* _EXERCISE REQUIREMENTS_: The entries below hold a line with "Target: curly dark hair" and a line with "Target: woman with long brown hair". Return those lines and all that lie between them, exactly and only.

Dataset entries
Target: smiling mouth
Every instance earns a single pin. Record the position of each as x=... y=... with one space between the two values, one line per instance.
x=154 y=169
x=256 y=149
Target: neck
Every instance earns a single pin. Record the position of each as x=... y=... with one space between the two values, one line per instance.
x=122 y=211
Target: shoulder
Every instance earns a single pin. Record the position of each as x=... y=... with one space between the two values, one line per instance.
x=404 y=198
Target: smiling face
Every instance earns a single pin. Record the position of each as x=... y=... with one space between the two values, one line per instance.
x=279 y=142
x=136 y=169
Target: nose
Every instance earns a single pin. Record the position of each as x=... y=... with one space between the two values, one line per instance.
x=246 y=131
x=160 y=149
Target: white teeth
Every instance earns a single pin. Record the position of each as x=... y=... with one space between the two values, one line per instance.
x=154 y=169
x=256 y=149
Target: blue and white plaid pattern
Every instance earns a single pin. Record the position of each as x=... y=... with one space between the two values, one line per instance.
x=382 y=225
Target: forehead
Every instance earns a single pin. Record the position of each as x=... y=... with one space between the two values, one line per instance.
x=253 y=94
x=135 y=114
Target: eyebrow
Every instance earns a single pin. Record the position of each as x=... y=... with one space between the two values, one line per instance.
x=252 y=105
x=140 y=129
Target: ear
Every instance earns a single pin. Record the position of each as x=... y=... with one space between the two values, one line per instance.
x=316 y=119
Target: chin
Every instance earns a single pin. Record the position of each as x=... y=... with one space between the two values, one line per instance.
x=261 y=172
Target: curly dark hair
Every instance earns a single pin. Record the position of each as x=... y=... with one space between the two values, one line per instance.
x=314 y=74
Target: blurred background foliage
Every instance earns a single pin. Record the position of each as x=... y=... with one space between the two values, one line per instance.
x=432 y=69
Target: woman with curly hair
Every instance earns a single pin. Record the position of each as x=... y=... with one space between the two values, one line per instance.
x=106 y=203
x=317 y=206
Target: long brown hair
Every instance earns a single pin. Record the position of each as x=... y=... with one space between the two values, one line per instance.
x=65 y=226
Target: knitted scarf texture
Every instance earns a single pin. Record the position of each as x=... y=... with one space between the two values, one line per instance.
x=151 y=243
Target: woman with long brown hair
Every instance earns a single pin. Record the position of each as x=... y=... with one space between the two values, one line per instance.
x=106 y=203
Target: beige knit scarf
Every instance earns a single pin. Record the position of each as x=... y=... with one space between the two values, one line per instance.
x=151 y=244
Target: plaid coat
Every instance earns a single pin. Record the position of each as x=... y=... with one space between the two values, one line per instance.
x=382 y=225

* _SOLUTION TO THIS EXERCISE_:
Target: curly dark hair
Every instance earns a single pin. Record the position of each as x=... y=... with one space between the two values, one line per instance.
x=314 y=74
Target: blurred background foliage
Every instance earns a single pin. Record the position of each as x=... y=... with one space between the two values, one line per instance.
x=432 y=69
Target: woman with curly hair
Every instance earns a single pin. Record the position of each as x=... y=... with one space between the two values, one line per instance.
x=106 y=203
x=317 y=206
Target: long brown hair
Every instance earns a single pin. Record the position of each as x=... y=... with one space between the two values, one line per instance.
x=65 y=226
Target: knitted scarf texture
Every instance earns a single pin. Record the position of each as x=... y=... with one space between the two values, one line per instance.
x=151 y=243
Target: woman with long brown hair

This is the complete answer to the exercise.